■ Challenge
Copy the PostgreSQL thread between "I'm using PostgreSQL" and "VALUES ('SOMETHING')", inclusive, substituting "lookup_table" for "mytable".

===== Provided passage

SELECT or INSERT a row in one command - postgresql

I'm using PostgreSQL 9.0 and I have a table with just an artificial key (auto-incrementing sequence) and another unique key. (Yes, there is a reason for this table. :)) I want to look up an ID by the other key or, if it doesn't exist, insert it:
SELECT id
FROM mytable
WHERE other_key = 'SOMETHING'
Then, if no match:
INSERT INTO mytable (other_key)
VALUES ('SOMETHING')
RETURNING id
The question: is it possible to save a round-trip to the DB by doing both of these in one statement? I can insert the row if it doesn't exist like this:
INSERT INTO mytable (other_key)
SELECT 'SOMETHING'
WHERE NOT EXISTS (SELECT * FROM mytable WHERE other_key = 'SOMETHING')
RETURNING id
... but that doesn't give the ID of an existing row. Any ideas? There is a unique constraint on other_key, if that helps.

Have you tried to union it?

==========
===== Records provided

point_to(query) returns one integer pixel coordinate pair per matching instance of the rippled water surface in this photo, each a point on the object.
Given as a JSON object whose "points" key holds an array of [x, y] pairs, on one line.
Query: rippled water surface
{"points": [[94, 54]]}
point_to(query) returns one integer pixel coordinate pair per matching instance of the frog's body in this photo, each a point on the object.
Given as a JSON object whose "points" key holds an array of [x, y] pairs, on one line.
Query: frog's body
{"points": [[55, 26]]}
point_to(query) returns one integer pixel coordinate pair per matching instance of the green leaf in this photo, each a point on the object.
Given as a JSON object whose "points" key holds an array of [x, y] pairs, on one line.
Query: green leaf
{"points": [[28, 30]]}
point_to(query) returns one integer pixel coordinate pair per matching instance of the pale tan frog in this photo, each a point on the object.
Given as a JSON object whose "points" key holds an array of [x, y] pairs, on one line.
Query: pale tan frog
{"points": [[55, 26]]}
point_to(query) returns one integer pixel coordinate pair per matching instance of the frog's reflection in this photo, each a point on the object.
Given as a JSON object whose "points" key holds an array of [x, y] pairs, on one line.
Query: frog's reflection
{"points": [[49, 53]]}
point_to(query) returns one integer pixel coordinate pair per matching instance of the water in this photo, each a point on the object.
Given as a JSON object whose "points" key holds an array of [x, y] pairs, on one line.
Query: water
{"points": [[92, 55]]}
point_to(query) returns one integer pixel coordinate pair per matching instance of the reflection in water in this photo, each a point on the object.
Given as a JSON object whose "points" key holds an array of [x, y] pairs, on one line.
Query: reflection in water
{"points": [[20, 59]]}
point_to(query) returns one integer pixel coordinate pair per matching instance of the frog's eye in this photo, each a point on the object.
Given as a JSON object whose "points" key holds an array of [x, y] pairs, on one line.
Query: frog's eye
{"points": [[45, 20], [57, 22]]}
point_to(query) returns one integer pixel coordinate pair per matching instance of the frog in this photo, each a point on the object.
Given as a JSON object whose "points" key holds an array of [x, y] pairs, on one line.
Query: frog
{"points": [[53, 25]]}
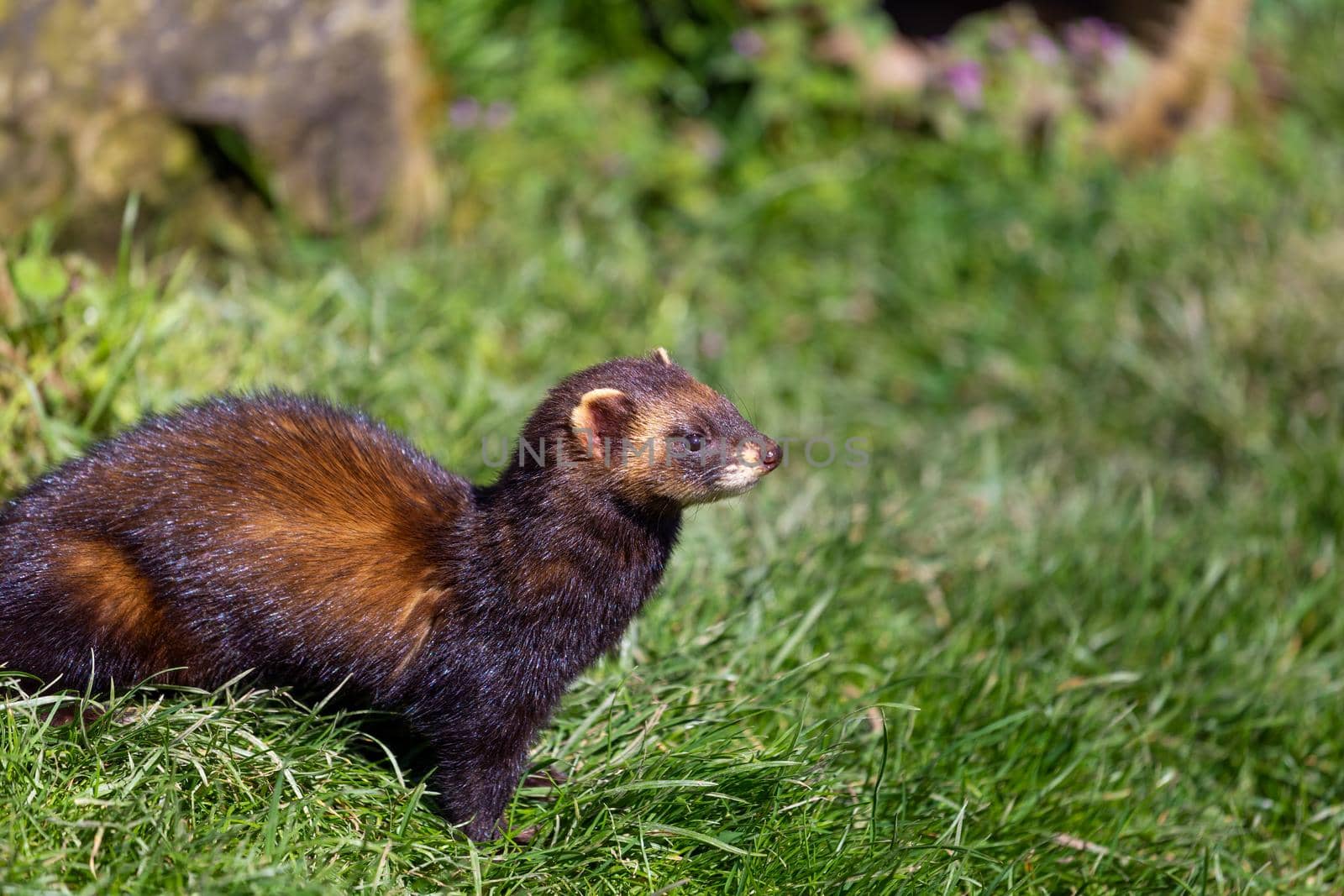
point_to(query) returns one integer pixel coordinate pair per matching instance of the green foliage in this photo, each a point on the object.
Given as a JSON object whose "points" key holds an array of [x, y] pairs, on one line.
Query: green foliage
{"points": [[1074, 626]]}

==========
===== Records provided

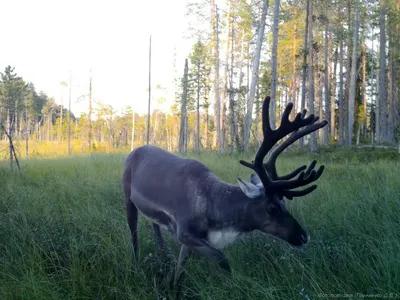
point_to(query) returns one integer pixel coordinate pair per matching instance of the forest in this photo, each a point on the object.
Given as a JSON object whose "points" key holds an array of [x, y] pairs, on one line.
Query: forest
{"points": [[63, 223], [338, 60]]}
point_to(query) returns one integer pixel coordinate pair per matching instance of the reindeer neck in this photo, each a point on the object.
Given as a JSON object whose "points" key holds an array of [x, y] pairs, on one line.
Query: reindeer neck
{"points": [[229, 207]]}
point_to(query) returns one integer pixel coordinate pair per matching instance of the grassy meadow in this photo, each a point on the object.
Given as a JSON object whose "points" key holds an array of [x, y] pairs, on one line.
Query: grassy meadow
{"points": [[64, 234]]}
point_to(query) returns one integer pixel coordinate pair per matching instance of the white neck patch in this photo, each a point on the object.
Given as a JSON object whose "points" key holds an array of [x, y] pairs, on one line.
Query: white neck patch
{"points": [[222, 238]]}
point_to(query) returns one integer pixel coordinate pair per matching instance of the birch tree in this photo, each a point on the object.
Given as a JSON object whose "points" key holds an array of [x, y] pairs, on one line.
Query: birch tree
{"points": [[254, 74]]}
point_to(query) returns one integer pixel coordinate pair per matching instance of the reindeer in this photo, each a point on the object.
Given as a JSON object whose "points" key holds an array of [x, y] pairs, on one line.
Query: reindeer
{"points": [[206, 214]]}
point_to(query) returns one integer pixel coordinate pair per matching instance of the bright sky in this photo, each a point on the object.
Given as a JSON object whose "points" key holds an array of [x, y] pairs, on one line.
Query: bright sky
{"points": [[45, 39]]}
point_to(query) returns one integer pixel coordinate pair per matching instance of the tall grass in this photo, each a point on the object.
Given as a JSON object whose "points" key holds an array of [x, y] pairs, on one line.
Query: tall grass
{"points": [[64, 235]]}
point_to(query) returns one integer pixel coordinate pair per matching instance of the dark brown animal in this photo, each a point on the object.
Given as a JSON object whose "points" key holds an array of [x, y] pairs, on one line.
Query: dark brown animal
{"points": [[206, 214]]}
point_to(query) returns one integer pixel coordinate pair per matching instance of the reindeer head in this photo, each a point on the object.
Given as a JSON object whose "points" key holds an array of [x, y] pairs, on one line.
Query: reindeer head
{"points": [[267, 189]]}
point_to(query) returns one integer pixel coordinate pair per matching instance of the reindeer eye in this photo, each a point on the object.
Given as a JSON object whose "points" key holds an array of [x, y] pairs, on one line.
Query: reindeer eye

==========
===== Records provided

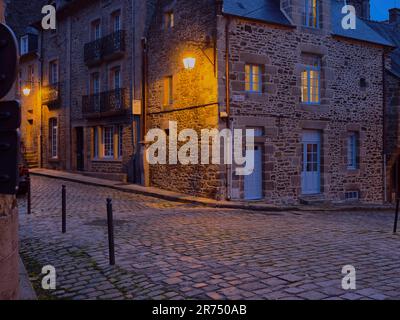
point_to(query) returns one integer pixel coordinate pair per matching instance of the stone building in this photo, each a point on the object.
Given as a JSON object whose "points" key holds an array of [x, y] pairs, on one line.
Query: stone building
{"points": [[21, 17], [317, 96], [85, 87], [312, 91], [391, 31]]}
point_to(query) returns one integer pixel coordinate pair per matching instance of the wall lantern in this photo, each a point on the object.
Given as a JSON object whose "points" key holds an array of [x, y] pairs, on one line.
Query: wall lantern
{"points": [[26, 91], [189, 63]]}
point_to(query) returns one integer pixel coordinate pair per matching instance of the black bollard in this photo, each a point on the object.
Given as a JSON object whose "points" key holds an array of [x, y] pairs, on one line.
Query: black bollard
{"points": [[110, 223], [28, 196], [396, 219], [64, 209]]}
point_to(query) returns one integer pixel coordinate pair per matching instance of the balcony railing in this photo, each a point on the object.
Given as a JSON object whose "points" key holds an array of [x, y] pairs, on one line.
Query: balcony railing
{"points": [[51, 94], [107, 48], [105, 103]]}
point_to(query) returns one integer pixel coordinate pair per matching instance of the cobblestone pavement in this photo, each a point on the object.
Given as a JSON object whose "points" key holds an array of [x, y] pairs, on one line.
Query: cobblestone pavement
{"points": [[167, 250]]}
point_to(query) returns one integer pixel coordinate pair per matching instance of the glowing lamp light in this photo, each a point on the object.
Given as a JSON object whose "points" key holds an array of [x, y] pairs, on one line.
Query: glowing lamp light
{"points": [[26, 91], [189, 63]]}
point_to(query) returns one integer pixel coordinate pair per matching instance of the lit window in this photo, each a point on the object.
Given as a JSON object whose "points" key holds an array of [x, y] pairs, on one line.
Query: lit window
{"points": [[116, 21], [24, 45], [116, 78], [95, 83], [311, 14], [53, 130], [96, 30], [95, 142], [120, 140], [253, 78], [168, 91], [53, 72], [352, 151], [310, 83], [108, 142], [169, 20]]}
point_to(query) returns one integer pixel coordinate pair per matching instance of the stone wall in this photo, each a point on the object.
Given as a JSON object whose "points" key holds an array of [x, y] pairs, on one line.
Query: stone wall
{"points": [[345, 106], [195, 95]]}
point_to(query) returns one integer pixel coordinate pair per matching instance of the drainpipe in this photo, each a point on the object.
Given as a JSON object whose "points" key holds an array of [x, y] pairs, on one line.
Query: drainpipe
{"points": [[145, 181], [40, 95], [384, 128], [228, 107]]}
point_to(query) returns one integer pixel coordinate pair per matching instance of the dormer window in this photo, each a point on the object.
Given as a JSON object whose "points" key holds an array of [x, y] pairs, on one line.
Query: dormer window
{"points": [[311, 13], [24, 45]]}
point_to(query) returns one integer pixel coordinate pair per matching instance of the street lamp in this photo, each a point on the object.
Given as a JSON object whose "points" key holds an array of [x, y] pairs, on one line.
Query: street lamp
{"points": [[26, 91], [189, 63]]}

==========

■ Exercise output
I'm using PostgreSQL 9.0 and I have a table with just an artificial key (auto-incrementing sequence) and another unique key. (Yes, there is a reason for this table. :)) I want to look up an ID by the other key or, if it doesn't exist, insert it:
SELECT id
FROM lookup_table
WHERE other_key = 'SOMETHING'
Then, if no match:
INSERT INTO lookup_table (other_key)
VALUES ('SOMETHING')